Written instruction:
Please turn everything from the first line of the items down to the line containing "[0,0,240,112]", both included, into a numbered list, leaving out any blank lines.

Provided material:
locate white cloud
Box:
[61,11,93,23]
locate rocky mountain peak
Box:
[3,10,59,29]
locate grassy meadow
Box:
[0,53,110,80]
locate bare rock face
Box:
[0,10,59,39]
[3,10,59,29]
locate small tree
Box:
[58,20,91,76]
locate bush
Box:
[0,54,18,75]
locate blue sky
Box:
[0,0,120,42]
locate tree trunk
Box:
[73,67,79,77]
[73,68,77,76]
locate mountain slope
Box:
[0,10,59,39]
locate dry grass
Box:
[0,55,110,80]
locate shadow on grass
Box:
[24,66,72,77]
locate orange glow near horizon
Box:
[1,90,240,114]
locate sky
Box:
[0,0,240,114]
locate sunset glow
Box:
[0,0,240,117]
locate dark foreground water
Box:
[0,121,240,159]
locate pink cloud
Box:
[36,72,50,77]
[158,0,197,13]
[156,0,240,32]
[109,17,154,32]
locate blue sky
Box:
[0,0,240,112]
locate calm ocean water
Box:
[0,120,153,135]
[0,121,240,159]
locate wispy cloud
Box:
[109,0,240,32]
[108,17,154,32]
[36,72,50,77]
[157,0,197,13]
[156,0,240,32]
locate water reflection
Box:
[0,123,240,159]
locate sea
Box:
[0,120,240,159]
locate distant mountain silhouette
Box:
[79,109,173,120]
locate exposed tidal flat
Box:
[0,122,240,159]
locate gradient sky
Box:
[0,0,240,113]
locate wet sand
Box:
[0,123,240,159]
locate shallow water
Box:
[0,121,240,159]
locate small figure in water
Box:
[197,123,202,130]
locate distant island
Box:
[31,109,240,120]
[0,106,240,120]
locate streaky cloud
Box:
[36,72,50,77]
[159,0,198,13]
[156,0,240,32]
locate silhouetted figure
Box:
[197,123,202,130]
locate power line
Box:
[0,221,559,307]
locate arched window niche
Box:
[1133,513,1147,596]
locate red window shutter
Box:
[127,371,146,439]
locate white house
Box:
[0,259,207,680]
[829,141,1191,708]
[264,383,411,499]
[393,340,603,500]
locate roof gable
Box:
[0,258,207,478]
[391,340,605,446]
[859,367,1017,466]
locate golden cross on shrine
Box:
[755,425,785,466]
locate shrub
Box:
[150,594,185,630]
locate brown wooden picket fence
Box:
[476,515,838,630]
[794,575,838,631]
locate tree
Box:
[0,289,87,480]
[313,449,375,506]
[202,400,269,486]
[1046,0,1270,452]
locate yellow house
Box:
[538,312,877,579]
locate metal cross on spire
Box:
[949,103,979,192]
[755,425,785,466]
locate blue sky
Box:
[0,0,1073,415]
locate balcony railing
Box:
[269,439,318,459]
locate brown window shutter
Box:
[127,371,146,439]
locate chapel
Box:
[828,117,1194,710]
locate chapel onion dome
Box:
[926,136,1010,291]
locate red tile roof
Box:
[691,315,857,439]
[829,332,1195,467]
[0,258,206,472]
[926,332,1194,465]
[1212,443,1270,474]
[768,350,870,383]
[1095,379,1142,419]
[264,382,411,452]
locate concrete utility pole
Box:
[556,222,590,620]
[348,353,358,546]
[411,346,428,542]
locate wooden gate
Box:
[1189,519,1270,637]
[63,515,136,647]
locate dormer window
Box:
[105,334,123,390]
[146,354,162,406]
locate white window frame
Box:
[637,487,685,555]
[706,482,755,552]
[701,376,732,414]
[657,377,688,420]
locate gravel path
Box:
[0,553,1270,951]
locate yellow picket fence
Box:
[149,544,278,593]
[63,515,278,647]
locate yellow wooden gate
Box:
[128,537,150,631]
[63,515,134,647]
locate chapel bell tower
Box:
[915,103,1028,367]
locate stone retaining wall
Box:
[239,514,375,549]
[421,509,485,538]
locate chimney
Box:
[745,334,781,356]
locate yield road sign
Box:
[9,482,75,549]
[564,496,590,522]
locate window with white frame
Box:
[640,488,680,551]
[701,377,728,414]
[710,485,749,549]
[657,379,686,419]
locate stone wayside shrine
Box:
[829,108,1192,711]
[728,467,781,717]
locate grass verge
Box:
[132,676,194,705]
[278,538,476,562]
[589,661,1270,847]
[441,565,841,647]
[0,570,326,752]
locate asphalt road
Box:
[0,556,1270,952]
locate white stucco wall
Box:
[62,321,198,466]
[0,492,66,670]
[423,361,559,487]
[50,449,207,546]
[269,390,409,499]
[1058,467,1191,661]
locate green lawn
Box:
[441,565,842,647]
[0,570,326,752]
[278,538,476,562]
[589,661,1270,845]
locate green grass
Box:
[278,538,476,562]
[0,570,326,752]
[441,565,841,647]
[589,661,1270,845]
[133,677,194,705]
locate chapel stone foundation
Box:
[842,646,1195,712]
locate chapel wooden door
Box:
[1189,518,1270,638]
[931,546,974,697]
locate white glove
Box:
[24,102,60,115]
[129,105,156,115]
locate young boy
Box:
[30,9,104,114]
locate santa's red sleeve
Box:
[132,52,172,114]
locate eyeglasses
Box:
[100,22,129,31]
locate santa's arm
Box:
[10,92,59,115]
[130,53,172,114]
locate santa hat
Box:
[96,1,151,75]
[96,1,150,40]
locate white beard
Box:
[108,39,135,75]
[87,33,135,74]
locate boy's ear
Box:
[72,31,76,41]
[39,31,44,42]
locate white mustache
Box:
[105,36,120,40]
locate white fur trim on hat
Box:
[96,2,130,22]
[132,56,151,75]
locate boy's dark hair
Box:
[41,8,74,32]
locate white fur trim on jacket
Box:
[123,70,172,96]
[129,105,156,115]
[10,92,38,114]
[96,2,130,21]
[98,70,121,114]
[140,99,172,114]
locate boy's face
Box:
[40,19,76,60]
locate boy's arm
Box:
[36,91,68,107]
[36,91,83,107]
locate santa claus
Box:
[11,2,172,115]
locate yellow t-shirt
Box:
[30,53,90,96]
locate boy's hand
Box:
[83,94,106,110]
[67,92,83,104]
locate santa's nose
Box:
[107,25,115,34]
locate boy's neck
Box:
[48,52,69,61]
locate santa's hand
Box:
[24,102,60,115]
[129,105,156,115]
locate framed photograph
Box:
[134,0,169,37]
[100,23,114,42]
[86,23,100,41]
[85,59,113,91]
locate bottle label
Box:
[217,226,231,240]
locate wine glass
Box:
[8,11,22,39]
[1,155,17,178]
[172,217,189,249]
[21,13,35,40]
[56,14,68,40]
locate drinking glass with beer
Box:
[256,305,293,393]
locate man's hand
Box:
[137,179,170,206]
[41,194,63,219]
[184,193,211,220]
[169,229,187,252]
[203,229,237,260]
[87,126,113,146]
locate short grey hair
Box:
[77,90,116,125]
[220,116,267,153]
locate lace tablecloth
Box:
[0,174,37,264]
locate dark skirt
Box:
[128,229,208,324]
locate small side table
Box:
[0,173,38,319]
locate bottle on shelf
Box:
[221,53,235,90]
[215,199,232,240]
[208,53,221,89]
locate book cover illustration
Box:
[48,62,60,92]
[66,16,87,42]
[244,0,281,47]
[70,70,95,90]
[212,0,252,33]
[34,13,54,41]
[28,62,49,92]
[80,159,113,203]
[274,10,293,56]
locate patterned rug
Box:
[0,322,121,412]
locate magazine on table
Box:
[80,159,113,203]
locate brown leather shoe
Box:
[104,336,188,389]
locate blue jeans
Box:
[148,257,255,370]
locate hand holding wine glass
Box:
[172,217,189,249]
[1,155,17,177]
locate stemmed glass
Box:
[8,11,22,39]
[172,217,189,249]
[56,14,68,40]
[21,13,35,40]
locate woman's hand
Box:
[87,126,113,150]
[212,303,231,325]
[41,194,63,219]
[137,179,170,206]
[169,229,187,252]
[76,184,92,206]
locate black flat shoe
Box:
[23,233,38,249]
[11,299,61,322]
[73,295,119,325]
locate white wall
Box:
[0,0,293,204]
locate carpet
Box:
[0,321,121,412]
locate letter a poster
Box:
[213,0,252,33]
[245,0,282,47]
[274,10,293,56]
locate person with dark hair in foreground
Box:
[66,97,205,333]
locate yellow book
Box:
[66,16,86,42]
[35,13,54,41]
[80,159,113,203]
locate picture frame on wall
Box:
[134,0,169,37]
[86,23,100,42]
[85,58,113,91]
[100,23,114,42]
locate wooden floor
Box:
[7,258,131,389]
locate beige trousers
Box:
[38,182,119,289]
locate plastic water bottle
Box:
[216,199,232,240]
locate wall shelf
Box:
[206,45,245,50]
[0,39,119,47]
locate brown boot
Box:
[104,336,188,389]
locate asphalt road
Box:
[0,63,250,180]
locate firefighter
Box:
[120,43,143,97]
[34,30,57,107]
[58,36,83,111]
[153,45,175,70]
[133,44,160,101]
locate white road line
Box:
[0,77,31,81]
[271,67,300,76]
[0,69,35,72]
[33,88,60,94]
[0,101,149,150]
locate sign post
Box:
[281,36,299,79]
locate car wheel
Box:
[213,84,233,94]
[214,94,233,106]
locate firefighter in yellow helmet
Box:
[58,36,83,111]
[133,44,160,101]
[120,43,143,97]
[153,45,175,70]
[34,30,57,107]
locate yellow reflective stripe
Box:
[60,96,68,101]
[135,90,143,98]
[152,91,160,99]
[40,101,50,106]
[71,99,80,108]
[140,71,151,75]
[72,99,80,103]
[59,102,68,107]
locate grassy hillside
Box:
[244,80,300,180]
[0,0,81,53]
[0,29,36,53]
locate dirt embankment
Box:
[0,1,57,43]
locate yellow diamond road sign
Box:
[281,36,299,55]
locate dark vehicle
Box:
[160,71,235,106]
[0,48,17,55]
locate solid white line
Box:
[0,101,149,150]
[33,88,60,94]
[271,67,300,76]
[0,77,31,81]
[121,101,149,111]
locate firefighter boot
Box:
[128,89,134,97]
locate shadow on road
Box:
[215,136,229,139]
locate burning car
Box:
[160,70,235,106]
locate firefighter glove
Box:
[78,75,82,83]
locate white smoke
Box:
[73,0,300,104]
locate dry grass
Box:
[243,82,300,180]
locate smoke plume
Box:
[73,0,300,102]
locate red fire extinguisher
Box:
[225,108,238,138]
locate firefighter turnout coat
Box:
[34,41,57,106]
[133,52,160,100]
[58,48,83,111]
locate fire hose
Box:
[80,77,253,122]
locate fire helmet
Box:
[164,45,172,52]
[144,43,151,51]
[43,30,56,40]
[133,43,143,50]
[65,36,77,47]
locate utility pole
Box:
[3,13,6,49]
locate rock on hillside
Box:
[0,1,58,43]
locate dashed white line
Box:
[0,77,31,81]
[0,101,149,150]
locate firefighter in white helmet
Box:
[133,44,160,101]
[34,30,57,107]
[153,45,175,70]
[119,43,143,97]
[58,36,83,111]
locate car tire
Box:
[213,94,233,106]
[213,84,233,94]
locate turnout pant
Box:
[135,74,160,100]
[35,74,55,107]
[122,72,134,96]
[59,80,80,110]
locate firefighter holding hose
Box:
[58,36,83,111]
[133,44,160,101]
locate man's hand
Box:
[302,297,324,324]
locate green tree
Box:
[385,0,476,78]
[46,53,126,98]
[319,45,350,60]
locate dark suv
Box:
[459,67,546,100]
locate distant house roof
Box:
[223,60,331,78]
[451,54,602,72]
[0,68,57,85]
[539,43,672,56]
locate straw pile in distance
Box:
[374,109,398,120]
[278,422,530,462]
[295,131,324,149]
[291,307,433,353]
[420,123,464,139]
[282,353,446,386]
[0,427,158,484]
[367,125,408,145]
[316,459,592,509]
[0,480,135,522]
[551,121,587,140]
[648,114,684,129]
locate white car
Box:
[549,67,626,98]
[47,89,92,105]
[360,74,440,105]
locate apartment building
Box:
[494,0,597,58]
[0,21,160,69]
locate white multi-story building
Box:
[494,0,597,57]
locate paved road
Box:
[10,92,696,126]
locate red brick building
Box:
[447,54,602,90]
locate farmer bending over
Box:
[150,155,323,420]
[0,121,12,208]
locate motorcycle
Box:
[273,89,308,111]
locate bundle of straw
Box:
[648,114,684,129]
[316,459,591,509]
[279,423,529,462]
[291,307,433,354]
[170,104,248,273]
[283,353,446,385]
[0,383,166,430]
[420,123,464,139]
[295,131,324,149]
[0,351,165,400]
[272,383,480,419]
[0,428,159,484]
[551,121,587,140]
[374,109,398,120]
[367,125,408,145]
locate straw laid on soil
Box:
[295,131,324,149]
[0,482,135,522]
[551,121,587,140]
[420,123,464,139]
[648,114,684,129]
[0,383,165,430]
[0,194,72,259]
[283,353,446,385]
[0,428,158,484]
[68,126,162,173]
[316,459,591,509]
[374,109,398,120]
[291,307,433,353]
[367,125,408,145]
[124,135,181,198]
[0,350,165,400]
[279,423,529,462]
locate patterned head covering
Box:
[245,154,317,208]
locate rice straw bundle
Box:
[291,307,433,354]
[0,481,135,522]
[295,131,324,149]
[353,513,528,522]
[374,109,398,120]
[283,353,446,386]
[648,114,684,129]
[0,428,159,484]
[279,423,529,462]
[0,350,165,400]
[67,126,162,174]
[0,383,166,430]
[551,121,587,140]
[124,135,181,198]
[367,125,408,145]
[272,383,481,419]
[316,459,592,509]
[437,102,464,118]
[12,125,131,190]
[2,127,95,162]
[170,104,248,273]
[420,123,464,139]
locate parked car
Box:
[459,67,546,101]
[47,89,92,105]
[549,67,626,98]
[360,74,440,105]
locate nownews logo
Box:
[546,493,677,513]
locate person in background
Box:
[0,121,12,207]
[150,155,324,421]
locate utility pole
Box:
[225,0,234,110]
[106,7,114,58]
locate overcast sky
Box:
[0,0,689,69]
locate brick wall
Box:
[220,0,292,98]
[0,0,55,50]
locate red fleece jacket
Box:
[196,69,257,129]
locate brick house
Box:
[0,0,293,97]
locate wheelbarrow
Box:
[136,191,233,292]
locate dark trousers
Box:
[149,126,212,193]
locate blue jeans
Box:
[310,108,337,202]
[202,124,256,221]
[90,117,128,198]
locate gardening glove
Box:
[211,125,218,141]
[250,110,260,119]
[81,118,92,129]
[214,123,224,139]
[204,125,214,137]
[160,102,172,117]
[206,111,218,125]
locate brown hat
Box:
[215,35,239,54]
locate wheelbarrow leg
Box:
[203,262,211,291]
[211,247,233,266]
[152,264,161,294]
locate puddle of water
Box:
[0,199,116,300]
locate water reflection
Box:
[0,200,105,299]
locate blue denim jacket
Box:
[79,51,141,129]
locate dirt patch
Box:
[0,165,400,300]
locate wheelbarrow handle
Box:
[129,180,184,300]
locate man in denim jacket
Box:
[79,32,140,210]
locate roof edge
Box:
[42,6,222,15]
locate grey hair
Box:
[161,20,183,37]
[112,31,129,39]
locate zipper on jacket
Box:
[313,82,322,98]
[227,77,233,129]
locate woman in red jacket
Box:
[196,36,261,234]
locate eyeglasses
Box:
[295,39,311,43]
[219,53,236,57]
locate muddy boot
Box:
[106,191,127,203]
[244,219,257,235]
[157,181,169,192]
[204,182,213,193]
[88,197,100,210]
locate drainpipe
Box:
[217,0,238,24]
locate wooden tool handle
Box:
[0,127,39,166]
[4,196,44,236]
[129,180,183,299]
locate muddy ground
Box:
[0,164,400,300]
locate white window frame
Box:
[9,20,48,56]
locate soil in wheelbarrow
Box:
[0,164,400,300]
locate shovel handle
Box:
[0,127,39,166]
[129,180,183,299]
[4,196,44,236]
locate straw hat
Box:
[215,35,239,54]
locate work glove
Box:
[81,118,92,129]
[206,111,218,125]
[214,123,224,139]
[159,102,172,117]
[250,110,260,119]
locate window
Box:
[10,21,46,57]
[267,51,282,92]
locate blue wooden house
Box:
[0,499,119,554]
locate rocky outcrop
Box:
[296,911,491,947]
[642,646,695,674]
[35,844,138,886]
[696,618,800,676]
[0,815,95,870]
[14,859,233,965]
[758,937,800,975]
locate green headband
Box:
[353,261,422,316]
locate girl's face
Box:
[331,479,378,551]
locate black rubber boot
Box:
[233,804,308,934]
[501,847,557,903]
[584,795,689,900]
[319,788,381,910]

Task response:
1. locate white cloud
2. Box:
3. [61,11,93,23]
4. locate rocky mountain peak
5. Box:
6. [3,10,59,29]
7. locate grassy meadow
8. Box:
9. [0,53,110,80]
10. locate bare rock face
11. Box:
12. [0,10,59,39]
13. [3,10,59,29]
14. locate small tree
15. Box:
16. [58,20,91,76]
17. locate bush
18. Box:
19. [0,54,18,75]
20. locate blue sky
21. Box:
22. [0,0,120,42]
23. locate tree trunk
24. Box:
25. [73,67,79,77]
26. [73,68,77,76]
27. locate mountain slope
28. Box:
29. [0,10,59,39]
30. locate dry grass
31. Box:
32. [0,55,110,80]
33. locate shadow on grass
34. Box:
35. [24,66,72,77]
36. locate orange glow near horizon
37. Box:
38. [1,90,240,114]
39. locate sky
40. Box:
41. [0,0,240,114]
42. locate sunset glow
43. Box:
44. [0,0,240,117]
45. locate dark foreground water
46. Box:
47. [0,121,240,159]
48. locate pink cloud
49. Box:
50. [36,72,50,77]
51. [158,0,197,13]
52. [156,0,240,32]
53. [109,17,154,32]
54. locate blue sky
55. Box:
56. [0,0,240,112]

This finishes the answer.